### Exercise details
Your job is to return each record exactly, minus any pictures.

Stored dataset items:
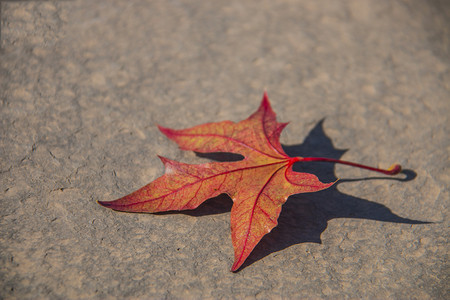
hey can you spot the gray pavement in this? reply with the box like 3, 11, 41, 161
1, 1, 448, 298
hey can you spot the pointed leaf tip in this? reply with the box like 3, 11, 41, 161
231, 258, 246, 272
261, 91, 271, 108
97, 200, 112, 208
157, 155, 171, 165
157, 124, 174, 136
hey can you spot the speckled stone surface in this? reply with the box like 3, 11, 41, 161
1, 1, 448, 298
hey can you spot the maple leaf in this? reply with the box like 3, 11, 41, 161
99, 93, 401, 271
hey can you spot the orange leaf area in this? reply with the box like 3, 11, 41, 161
99, 93, 334, 271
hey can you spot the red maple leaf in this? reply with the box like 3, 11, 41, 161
99, 93, 401, 271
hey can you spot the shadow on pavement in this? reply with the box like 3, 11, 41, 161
160, 119, 429, 271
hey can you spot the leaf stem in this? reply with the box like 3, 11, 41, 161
297, 157, 402, 175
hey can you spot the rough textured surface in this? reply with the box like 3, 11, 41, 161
0, 0, 448, 298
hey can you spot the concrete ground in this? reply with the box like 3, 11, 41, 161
1, 0, 448, 298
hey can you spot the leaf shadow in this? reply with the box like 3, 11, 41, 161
156, 119, 429, 271
238, 119, 430, 270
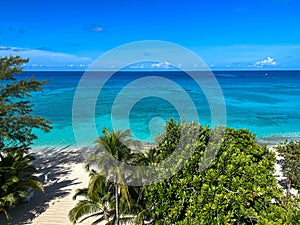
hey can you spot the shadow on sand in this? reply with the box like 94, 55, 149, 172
0, 146, 94, 225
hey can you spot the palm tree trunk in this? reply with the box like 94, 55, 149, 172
114, 175, 119, 225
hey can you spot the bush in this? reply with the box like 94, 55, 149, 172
144, 120, 299, 224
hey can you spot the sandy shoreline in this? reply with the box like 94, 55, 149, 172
1, 144, 297, 225
2, 146, 106, 225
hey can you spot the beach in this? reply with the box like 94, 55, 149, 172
2, 146, 106, 225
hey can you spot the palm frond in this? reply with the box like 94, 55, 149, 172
73, 188, 88, 200
119, 184, 131, 209
0, 207, 12, 220
69, 200, 102, 223
88, 173, 110, 200
20, 178, 44, 193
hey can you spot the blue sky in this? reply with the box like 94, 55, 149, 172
0, 0, 299, 70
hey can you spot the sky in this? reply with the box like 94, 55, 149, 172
0, 0, 300, 70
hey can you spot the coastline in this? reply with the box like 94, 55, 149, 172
256, 135, 300, 146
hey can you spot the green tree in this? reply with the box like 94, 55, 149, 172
144, 120, 299, 224
70, 120, 300, 224
0, 56, 51, 152
94, 128, 139, 224
0, 56, 51, 219
69, 169, 115, 224
276, 140, 300, 192
69, 167, 147, 225
77, 128, 141, 224
0, 151, 44, 219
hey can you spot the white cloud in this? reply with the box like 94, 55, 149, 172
254, 56, 277, 68
151, 61, 171, 69
194, 44, 300, 69
0, 46, 28, 52
87, 23, 104, 32
2, 44, 296, 71
120, 61, 181, 70
91, 26, 103, 32
0, 46, 93, 70
129, 63, 146, 69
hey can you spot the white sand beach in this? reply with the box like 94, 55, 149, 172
2, 146, 106, 225
270, 146, 298, 196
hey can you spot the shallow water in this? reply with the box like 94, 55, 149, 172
21, 70, 300, 147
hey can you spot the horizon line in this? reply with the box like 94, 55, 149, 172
22, 69, 300, 72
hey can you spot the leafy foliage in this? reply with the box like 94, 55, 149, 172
70, 128, 145, 224
69, 170, 115, 224
0, 56, 50, 219
143, 120, 299, 224
0, 56, 51, 151
71, 120, 300, 224
70, 168, 147, 225
0, 151, 44, 219
276, 140, 300, 191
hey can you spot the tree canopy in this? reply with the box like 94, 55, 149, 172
144, 120, 300, 224
0, 56, 50, 219
70, 119, 300, 224
70, 128, 145, 225
0, 56, 51, 152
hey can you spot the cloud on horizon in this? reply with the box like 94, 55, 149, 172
253, 57, 277, 68
0, 46, 28, 52
0, 46, 93, 70
197, 44, 300, 69
127, 62, 178, 70
1, 44, 300, 70
151, 61, 171, 69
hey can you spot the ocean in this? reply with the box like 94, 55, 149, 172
21, 70, 300, 148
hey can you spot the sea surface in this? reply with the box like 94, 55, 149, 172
19, 70, 300, 148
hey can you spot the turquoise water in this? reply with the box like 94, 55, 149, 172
24, 71, 300, 147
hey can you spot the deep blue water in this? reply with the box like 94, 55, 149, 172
20, 70, 300, 147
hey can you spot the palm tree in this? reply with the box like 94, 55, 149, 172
93, 128, 140, 225
130, 148, 160, 224
132, 148, 159, 166
0, 151, 44, 219
69, 169, 145, 224
70, 128, 142, 224
69, 170, 115, 224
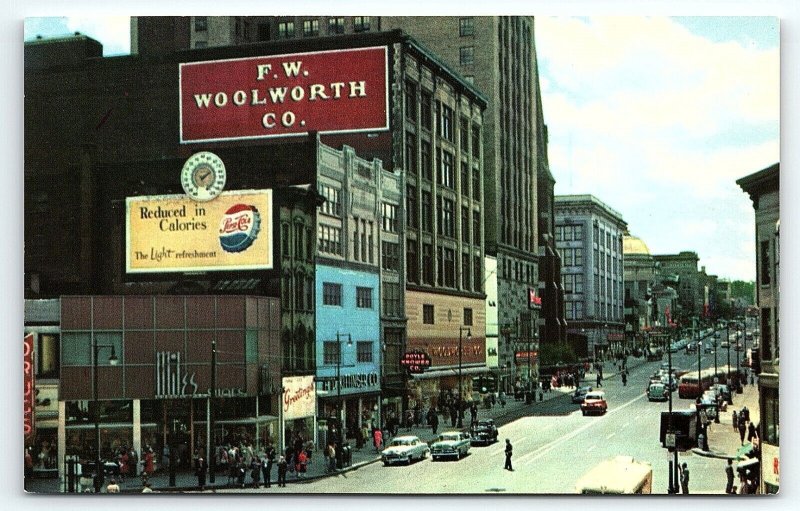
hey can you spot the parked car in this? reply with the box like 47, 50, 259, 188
572, 385, 594, 404
711, 383, 733, 405
431, 431, 471, 461
470, 419, 498, 445
647, 382, 669, 402
581, 391, 608, 416
381, 436, 430, 466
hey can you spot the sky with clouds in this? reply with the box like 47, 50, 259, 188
23, 15, 779, 281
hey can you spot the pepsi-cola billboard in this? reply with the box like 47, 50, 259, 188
126, 190, 273, 273
179, 47, 389, 143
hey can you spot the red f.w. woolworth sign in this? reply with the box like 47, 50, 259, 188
179, 46, 389, 143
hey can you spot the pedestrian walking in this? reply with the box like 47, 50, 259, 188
747, 422, 758, 443
373, 428, 383, 452
621, 371, 627, 386
725, 459, 735, 494
499, 391, 507, 408
732, 410, 738, 432
106, 479, 120, 493
250, 456, 261, 487
277, 456, 288, 487
504, 439, 513, 471
738, 419, 747, 445
195, 457, 208, 490
680, 463, 690, 494
326, 442, 336, 473
596, 373, 603, 388
430, 410, 439, 434
264, 443, 275, 488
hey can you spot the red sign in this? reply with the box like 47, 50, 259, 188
528, 288, 542, 309
400, 351, 432, 374
24, 333, 35, 442
515, 351, 539, 364
179, 47, 389, 143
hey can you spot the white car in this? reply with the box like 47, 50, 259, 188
381, 435, 431, 466
431, 431, 471, 460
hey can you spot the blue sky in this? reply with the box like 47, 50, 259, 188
23, 15, 780, 281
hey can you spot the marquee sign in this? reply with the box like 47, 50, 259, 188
515, 351, 539, 364
126, 190, 273, 273
400, 350, 432, 374
179, 47, 389, 143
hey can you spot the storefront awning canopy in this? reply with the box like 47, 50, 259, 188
411, 365, 491, 380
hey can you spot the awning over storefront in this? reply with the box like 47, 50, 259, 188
410, 366, 490, 380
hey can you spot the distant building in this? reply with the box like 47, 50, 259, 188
653, 251, 701, 325
737, 162, 779, 495
623, 233, 657, 345
555, 195, 627, 358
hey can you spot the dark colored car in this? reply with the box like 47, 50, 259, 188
469, 419, 498, 445
572, 385, 593, 404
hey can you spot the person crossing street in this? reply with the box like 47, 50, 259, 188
504, 439, 513, 471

### Solved exercise
hey can you spot the gray pavement in this? reply with the box like 3, 11, 41, 161
1, 1, 448, 298
hey can you spot the pointed leaf tip in this? reply with the box like 3, 11, 41, 161
231, 258, 246, 272
261, 91, 271, 108
97, 200, 112, 208
157, 155, 171, 165
157, 124, 174, 136
hey can you spot the speckled stone surface in this? reply with the box like 3, 11, 41, 161
1, 1, 448, 298
hey can you spot the maple leaf in this? reply with the box like 3, 11, 41, 161
99, 93, 401, 271
hey can you spot the orange leaf area in this? reply with the box like 3, 11, 41, 161
99, 93, 334, 271
hey can you spot the red maple leaf in this? reply with the box like 3, 11, 41, 161
99, 93, 401, 271
hey can you spot the shadow on pavement in this? reply with the box like 3, 11, 41, 161
160, 119, 429, 271
hey can you spot the leaf stem in this? reply with the box like 3, 11, 41, 161
297, 157, 402, 175
hey can you spot the rough textured surface in this? reply with the box like 3, 11, 41, 161
0, 0, 448, 298
hey can you spot the concrete ground in this? reply with the box like 3, 11, 41, 161
1, 0, 448, 298
hey can you spot the leaf shadow in this? reply with the box like 3, 11, 41, 161
156, 119, 429, 271
238, 119, 430, 270
hey can you spot the shadow on sand in this? reply with the box like 94, 55, 149, 172
0, 146, 94, 225
hey can you spot the palm tree trunk in this? reply with the box like 94, 55, 149, 172
114, 175, 119, 225
hey can you spot the bush in this? reply with the box like 94, 55, 149, 172
144, 120, 299, 224
hey can you spot the sandy shoreline in this? reply with the box like 94, 55, 149, 172
1, 144, 297, 225
2, 146, 106, 225
hey can you spot the beach in this? reply with the box like 94, 55, 149, 172
2, 146, 106, 225
hey can you spot the palm frond in this? reply with the box like 94, 55, 149, 172
73, 188, 88, 200
119, 184, 131, 209
0, 207, 12, 220
69, 200, 102, 223
88, 173, 110, 200
20, 178, 44, 193
hey can you spot the blue sky in this? reply with the box like 94, 55, 149, 172
0, 0, 299, 70
hey can you spot the sky in this? reply with the box like 94, 55, 149, 172
0, 0, 300, 70
hey can you spot the coastline in this? reply with the box like 94, 55, 149, 172
256, 135, 300, 146
hey can you spot the green tree in this? reply with the box like 94, 55, 149, 172
144, 120, 299, 224
70, 120, 300, 224
0, 56, 51, 152
94, 128, 139, 224
0, 56, 51, 219
69, 169, 115, 224
276, 140, 300, 192
69, 167, 147, 225
77, 128, 141, 224
0, 151, 44, 219
hey can you spot the white cloud in this? reply with the box like 94, 55, 149, 172
254, 56, 277, 68
151, 61, 171, 69
194, 44, 300, 69
0, 46, 28, 52
87, 23, 104, 32
2, 44, 296, 71
120, 61, 181, 70
91, 26, 103, 32
0, 46, 93, 70
129, 63, 146, 69
hey can you spot the white sand beach in this? reply with the box like 94, 55, 149, 172
2, 146, 106, 225
270, 146, 298, 196
hey can you spot the shallow water in this? reply with the box like 94, 55, 149, 172
21, 70, 300, 147
hey can you spot the horizon line in this? reply with the box like 94, 55, 149, 172
22, 69, 300, 72
hey can you spot the leafy foliage in this? reply with the box like 94, 55, 149, 172
70, 128, 145, 224
69, 170, 115, 224
0, 56, 50, 219
143, 120, 299, 224
0, 56, 51, 151
71, 120, 300, 224
70, 168, 147, 225
0, 151, 44, 219
276, 140, 300, 191
hey can you spot the tree canopy in this? reply with the box like 94, 55, 149, 172
144, 120, 300, 224
0, 56, 50, 219
70, 119, 300, 224
70, 128, 145, 225
0, 56, 51, 152
hey can you spot the cloud on horizon in this? reply with the box like 94, 55, 149, 172
253, 57, 277, 68
0, 46, 28, 52
0, 46, 93, 70
197, 44, 300, 69
127, 62, 178, 70
1, 44, 300, 70
151, 61, 171, 69
hey can you spot the ocean in this? reply with the box like 94, 55, 149, 172
21, 70, 300, 148
hey can you spot the sea surface in this? reply with the box like 94, 55, 149, 172
19, 70, 300, 148
hey can you spot the turquoise water in this? reply with the box like 94, 55, 149, 172
24, 71, 300, 147
hey can you spot the deep blue water in this? reply with the box like 94, 55, 149, 172
20, 70, 300, 147
hey can you spot the palm tree in this? reply with the box like 94, 55, 149, 172
93, 128, 140, 225
130, 148, 160, 224
132, 148, 159, 166
0, 151, 44, 219
69, 169, 145, 224
70, 128, 142, 224
69, 170, 115, 224
hey can you spot the parked car in this? reply with the box like 47, 50, 259, 188
572, 385, 594, 404
711, 383, 733, 405
431, 431, 471, 461
470, 419, 498, 445
647, 382, 669, 402
581, 391, 608, 416
381, 436, 430, 466
hey can you spot the sky with clouds in this? reply with the box like 47, 50, 259, 188
23, 15, 779, 281
hey can you spot the pepsi-cola billboard in this? reply with the box like 47, 50, 259, 188
126, 190, 273, 273
179, 47, 389, 143
hey can you spot the red f.w. woolworth sign in this? reply with the box like 47, 50, 259, 188
179, 46, 389, 143
hey can you spot the pedestrian walking in this? reply with the box like 47, 50, 259, 188
747, 422, 758, 443
373, 428, 383, 452
621, 371, 627, 386
725, 459, 735, 494
499, 391, 507, 408
732, 410, 738, 432
106, 479, 120, 493
250, 456, 261, 487
277, 456, 288, 487
504, 439, 513, 471
738, 419, 747, 445
195, 457, 208, 490
680, 463, 690, 494
326, 442, 336, 473
596, 373, 603, 388
430, 410, 439, 434
264, 443, 275, 488
hey can you spot the red sign in this? reply with the box like 47, 50, 259, 188
528, 288, 542, 309
400, 351, 432, 374
24, 333, 35, 442
515, 351, 539, 364
179, 47, 389, 143
hey can you spot the white car in this? reply with the box like 47, 50, 259, 188
381, 435, 431, 466
431, 431, 471, 460
hey can you spot the blue sky in this? reply with the box like 47, 50, 259, 188
23, 15, 780, 281
hey can you spot the marquee sign in this? reply with the box like 47, 50, 259, 188
515, 351, 539, 364
126, 190, 273, 273
400, 350, 432, 374
179, 47, 389, 143
hey can you spot the storefront awning canopy in this? reply with the box like 47, 50, 259, 188
411, 365, 491, 380
hey can you spot the awning over storefront in this? reply with the box like 47, 50, 259, 188
410, 366, 490, 380
hey can you spot the distant building in this? reply with the box like 47, 50, 259, 188
653, 251, 701, 325
737, 162, 779, 495
623, 233, 657, 345
555, 195, 627, 358
hey can you spot the dark colored car in this? reply with the box like 47, 50, 259, 188
469, 419, 498, 445
572, 385, 593, 404
hey can you spot the person crossing street in this? reply with the box like 47, 50, 259, 188
504, 439, 513, 471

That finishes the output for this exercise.